# Trecho fornecido:
○ ○ ○ ○ ○ ○ ○
Para que uma declaração teológica pudesse permanecer no cânon normativo, ela
teria de ser aprovada no tribunal da razão crítica.
Os conservadores
nunca entenderam que era necessário um sacrificium intellectus para
estudar a revelação de Deus. Contudo, sempre defenderam que devemos “levar
cativo todo pensamento à obediência de Cristo” (2 Co 10.5). Santificada e
purificada pela fé em Cristo, a razão pode receber e entender as coisas de Deus
(1 Co 2.14-15). Nesse sentido, os reformadores sempre insistiram na necessidade
da ação iluminadora do Espírito Santo para uma compreensão salvadora das
Escrituras.
De acordo com Maier,
A
objeção mais importante [ao método histórico-crítico] é que a crítica histórica
é uma contraparte inconclusiva e falsa de uma possível revelação divina, que
basicamente mantém a arbitrariedade humana e seus padrões em oposição às exigências
da revelação. Portanto, já que esse método não é adequado ao objeto de estudo,
e na verdade se opõe às suas tendências óbvias, devemos rejeitá-lo.[51]
6. EM BUSCA DE UM
MÉTODO ALTERNATIVO
Conforme vimos acima,
é evidente a todos que o método histórico-crítico está no fim do beco sem saída
no qual se meteu há mais de 200 anos. A causa principal não foi a incompetência
dos estudiosos e eruditos que o adotaram e o usaram na busca do cânon dentro do
cânon, mas o fato de que o método em si, por causa dos pressupostos dogmáticos
que o controlavam, era inadequado para o estudo das Escrituras, e até mesmo
contrário às suas tendências. É sabido e reconhecido, nas mais diversas áreas
do conhecimento, que a escolha de um método já determina, por antecipação, a
extensão e o tipo de resultados da pesquisa. Um método que partiu de convicções
dogmáticas críticas quanto à natureza da Bíblia só poderia produzir resultados
críticos e incerteza.
Diversas saídas têm
sido propostas para esse dilema por exegetas modernos que sentem a necessidade
de uma ferramenta que incorpore pressupostos quanto à inspiração e
infalibilidade das Escrituras. Maier propõe uma hermenêutica
bíblico-histórica.[52] Já
Stuhlmacher acredita numa hermenêutica teológica.[53] Em
linhas gerais, os evangélicos têm optado pelas alternativas que o debate entre
Maier e Stuhlmacher trouxe, e que praticamente representam as duas únicas
possíveis para aqueles que desejam manter a infalibilidade e a autoridade das
Escrituras. De um lado, com Maier, partindo da unidade e infalibilidade das
Escrituras, é necessário rejeitar completamente o uso da crítica bíblica, já
que estamos seguros de que estamos lidando com revelação infalível. Por outro,
com Stuhlmacher, podemos abandonar o ponto de partida de Maier, que Piper chama
de “fiat epistemológico”,[54] e
adotar uma postura em que nossa defesa da confiabilidade da Bíblia seja
comprovada pela demonstração crítica de sua unidade e verdade. Em outras
palavras, temos diante de nós a opção de rejeitar o método histórico-crítico in
totum, ou de aceitar uma versão domesticada do mesmo, extraindo-lhe os
dentes e as garras dos pressupostos iluministas e racionalistas. Ou seja,
trata-se de retirar o “crítico” – entendido como a arrogante pretensão de
determinar pela análise racional aquilo que é verdadeiro – e manter o histórico
– o estudo em contexto da revelação de Deus na história.
○ ○ ○ ○ ○ ○ ○
# Conteúdo dos dados:
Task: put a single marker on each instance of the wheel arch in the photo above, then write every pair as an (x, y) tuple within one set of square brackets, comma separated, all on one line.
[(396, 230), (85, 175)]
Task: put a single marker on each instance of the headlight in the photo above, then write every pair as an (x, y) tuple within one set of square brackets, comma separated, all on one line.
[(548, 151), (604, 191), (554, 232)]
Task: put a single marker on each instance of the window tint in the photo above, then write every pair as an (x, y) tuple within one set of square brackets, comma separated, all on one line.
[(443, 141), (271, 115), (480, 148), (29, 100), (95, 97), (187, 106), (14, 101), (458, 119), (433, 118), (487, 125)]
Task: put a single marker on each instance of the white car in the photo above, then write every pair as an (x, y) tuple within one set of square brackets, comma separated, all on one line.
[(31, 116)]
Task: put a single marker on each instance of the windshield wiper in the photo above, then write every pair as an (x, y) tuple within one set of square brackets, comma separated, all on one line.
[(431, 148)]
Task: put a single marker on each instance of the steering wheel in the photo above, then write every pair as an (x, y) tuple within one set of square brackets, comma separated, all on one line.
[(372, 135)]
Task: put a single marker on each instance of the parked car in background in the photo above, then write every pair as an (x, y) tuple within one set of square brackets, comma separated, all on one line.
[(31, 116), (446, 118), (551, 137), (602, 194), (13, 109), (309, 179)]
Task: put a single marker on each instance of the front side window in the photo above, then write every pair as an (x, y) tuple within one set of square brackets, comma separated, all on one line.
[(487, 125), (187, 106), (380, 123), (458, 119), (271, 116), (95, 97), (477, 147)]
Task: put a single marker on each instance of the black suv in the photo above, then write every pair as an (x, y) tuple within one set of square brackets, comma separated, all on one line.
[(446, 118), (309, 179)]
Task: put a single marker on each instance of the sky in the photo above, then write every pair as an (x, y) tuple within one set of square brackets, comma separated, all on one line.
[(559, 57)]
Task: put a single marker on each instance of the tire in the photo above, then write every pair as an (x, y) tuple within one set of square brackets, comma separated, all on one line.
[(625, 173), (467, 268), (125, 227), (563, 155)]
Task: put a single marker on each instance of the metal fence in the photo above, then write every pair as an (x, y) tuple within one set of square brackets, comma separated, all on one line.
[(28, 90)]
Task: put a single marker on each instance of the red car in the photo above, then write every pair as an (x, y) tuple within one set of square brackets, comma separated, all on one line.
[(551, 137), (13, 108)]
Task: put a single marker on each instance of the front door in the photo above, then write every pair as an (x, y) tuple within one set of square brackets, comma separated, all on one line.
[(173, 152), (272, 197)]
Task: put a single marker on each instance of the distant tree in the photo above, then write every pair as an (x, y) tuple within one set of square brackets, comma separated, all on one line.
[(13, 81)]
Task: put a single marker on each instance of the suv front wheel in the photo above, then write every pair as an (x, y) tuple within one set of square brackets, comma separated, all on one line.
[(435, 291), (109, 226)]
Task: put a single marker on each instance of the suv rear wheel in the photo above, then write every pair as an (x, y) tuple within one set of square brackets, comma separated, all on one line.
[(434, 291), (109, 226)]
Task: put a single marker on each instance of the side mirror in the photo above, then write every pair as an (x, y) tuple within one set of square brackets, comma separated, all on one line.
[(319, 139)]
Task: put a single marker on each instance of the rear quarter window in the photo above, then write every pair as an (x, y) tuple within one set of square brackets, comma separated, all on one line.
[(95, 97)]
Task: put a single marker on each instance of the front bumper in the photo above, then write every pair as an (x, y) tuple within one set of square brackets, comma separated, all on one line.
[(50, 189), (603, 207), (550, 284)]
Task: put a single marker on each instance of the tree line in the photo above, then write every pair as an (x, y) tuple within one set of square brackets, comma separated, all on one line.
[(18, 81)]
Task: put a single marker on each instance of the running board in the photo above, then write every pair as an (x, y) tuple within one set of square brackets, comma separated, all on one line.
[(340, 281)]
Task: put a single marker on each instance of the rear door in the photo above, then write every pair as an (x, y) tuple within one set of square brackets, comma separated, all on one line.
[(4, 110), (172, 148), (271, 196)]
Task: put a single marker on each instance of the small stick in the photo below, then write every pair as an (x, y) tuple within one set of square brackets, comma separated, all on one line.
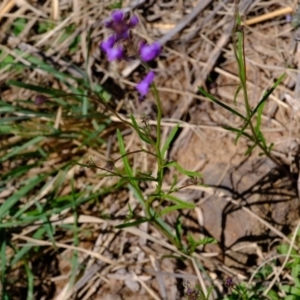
[(271, 15)]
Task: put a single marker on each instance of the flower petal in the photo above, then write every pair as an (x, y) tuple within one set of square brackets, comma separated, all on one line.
[(107, 45), (143, 86), (115, 53), (133, 21), (150, 52), (117, 16)]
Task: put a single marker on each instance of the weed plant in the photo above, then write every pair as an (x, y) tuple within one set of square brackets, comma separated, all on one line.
[(15, 213)]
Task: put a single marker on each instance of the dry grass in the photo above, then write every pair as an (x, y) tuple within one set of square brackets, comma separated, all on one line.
[(62, 217)]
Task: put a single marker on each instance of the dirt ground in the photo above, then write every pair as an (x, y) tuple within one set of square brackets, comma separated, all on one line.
[(249, 204)]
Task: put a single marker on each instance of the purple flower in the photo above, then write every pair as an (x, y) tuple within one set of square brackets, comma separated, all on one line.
[(121, 25), (143, 86), (112, 51), (107, 45), (150, 52)]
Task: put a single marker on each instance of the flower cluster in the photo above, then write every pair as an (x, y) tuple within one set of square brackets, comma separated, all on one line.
[(114, 49)]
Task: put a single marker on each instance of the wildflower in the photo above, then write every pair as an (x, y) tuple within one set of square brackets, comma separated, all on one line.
[(143, 86), (113, 52), (120, 25), (150, 52), (40, 99)]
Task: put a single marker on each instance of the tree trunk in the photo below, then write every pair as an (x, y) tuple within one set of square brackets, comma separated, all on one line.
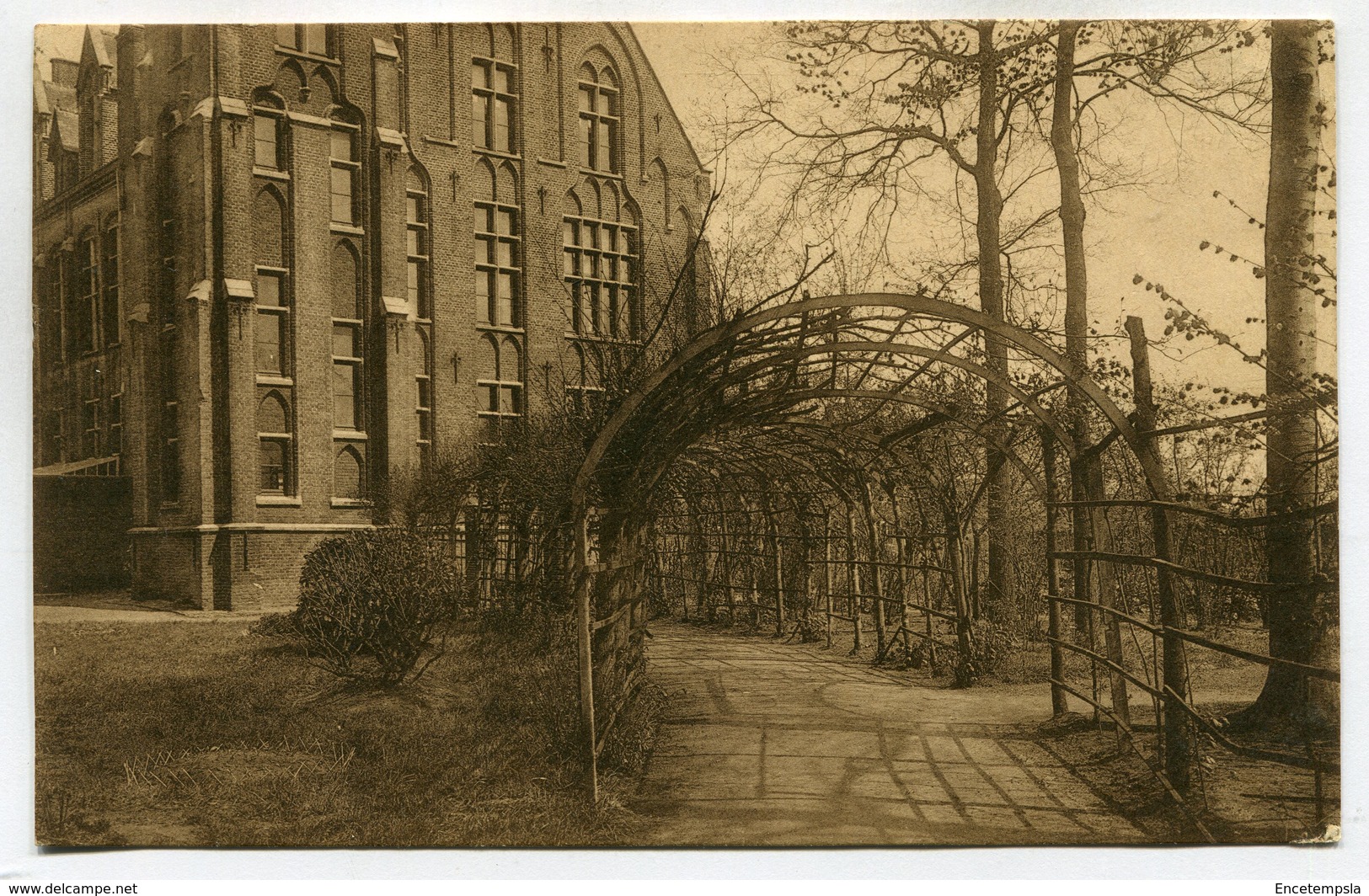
[(1077, 291), (1299, 627), (990, 208)]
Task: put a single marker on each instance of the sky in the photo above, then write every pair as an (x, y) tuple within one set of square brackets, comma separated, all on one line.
[(1346, 861), (1153, 232)]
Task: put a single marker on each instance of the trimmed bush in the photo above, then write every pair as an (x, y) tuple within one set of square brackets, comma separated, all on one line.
[(374, 606)]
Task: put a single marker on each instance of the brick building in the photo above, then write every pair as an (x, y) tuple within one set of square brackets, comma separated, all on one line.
[(274, 264)]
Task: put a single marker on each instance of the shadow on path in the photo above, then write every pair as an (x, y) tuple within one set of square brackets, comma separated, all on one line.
[(768, 744)]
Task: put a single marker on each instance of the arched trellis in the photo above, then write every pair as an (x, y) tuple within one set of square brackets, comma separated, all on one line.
[(756, 371)]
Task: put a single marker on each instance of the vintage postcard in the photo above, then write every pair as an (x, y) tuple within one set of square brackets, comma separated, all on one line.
[(756, 434)]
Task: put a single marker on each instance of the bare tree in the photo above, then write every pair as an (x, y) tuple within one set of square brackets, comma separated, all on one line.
[(1299, 627)]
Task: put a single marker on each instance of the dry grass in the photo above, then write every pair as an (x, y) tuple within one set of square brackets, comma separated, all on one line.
[(164, 733)]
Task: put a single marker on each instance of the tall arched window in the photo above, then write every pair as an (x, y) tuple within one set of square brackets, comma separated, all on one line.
○ ○ ○ ○ ○ ○ ○
# Detalhes do problema:
Retome, por favor, o trecho sobre o método histórico-crítico a partir de onde ele termina.

# Resultado da tarefa:
Falta pouco para que
esta última opção seja, praticamente, um apelo a um retorno ao método gramático-histórico.
Por exemplo, quando a crítica das fontes identifica as fontes usadas para a
composição de um documento canônico – digamos, as fontes escritas que o autor
ou autores de Josué–2Reis usaram (várias delas mencionadas no próprio texto da
Bíblia), sem atribuir-lhes contradições nem negar-lhes a autoria e
infalibilidade do texto final, está fazendo aquilo que o método
gramático-histórico já fazia. Quando a crítica da redação destaca a
contribuição do autor/redator de um documento canônico ao material bruto, sem
imputar-lhe manipulação, adições e alterações próprias, é de grande ajuda para
entendermos a intenção do texto – uma chave importante para a compreensão. Ou
quando a crítica da forma no Novo Testamento nos ajuda a entender o Sitz-im-Leben
de determinadas passagens, sem atribuir sua origem à fé das hipotéticas
comunidades cristãs que os preservaram e editaram, nos presta grande ajuda para
entendermos essas passagens em seus contextos originais. Mas o que é isto senão
o método gramático-histórico?
O que poderíamos
acrescentar ainda é que um método alternativo hoje, que permaneça fiel aos
princípios do consagrado método gramático-histórico e que rejeite os
pressupostos do método histórico-crítico, deve, contudo, incorporar as
perspectivas trazidas pelas novas hermenêuticas, com a sua ênfase no papel do
leitor no processo interpretativo. Mas, isto fica para outro artigo.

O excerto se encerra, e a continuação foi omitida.